§ **Source extract**:
SEC Extends Rule Letting Canadians Trade Retirement Accounts in US
Published Date: 6/27/2025
Notice
Summary
The SEC is asking to extend a rule that helps Canadians who move to the U.S. keep managing their Canadian retirement accounts without getting taxed right away or breaking U.S. rules. This rule lets them buy and sell investments in these accounts even though most aren’t registered in the U.S. It keeps retirement savings flexible and avoids costly penalties, with no new fees or deadlines added right now.
Analyzed Economic Effects
3 provisions identified: 2 benefits, 1 costs, 0 mixed.
Keep Managing Canadian Retirement Accounts
Rule 237 lets people who opened Canadian tax‑deferred retirement accounts while in Canada and later moved to the United States continue to buy and sell qualified investments for those accounts without the securities being registered in the U.S. That helps Canadian‑U.S. participants avoid having to cash out and face immediate taxation in Canada and lets them keep their retirement savings flexible.

§ **Stated problem**: In the notice about the SEC rule on Canadian retirement accounts, list every category its economic-effects line uses to sort provisions, with the number given for each.

§ **Provided material**:
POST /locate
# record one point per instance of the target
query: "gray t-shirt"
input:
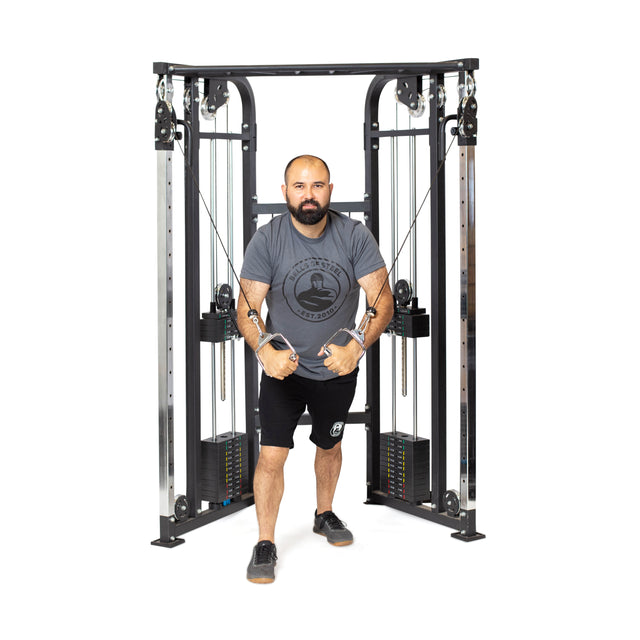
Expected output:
(314, 289)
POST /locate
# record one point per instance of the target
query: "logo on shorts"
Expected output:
(315, 288)
(337, 428)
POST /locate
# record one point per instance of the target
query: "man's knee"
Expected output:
(272, 459)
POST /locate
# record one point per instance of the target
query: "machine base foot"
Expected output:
(476, 536)
(167, 543)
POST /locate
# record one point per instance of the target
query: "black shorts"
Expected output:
(282, 402)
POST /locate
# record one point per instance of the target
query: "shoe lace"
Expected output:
(265, 553)
(332, 520)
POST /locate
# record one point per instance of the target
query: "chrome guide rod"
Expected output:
(213, 207)
(229, 271)
(394, 251)
(165, 332)
(467, 329)
(414, 269)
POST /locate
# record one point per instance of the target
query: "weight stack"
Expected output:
(404, 467)
(224, 467)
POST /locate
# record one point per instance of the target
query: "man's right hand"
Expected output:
(277, 363)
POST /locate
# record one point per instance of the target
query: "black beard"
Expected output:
(308, 217)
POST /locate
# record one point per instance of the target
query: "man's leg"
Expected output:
(268, 488)
(327, 466)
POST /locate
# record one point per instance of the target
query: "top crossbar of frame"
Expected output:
(394, 69)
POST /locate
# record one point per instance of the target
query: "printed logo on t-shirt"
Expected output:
(315, 288)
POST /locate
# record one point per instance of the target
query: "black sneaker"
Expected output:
(329, 525)
(263, 562)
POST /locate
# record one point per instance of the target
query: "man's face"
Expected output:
(308, 191)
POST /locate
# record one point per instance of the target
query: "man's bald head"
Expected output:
(307, 159)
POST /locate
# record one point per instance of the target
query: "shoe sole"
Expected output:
(344, 543)
(261, 580)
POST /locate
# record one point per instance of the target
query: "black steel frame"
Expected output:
(464, 522)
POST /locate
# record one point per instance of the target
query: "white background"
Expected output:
(557, 229)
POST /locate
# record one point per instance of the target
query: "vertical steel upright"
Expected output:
(467, 138)
(438, 298)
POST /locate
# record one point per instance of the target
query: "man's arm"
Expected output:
(276, 363)
(344, 360)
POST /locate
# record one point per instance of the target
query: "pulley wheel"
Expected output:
(181, 508)
(223, 296)
(452, 502)
(402, 292)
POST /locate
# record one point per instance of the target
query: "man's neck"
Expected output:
(310, 230)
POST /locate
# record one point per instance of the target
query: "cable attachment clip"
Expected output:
(468, 109)
(357, 334)
(266, 338)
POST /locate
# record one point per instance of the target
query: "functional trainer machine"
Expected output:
(404, 471)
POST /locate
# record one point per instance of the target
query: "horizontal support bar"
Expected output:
(211, 135)
(400, 132)
(344, 207)
(393, 69)
(210, 515)
(354, 417)
(420, 510)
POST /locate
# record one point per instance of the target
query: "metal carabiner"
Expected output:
(357, 334)
(266, 338)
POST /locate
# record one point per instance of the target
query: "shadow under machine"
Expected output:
(404, 470)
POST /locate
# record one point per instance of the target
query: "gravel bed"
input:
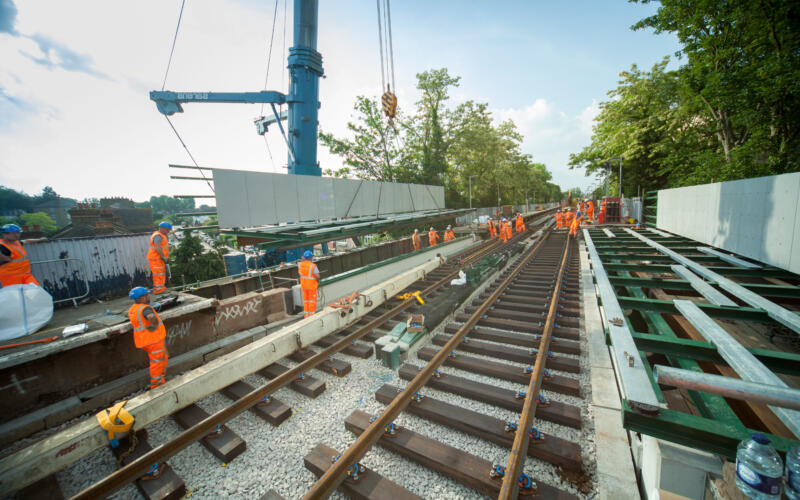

§ **Answer to this exercise**:
Benefits: 2
Costs: 1
Mixed: 0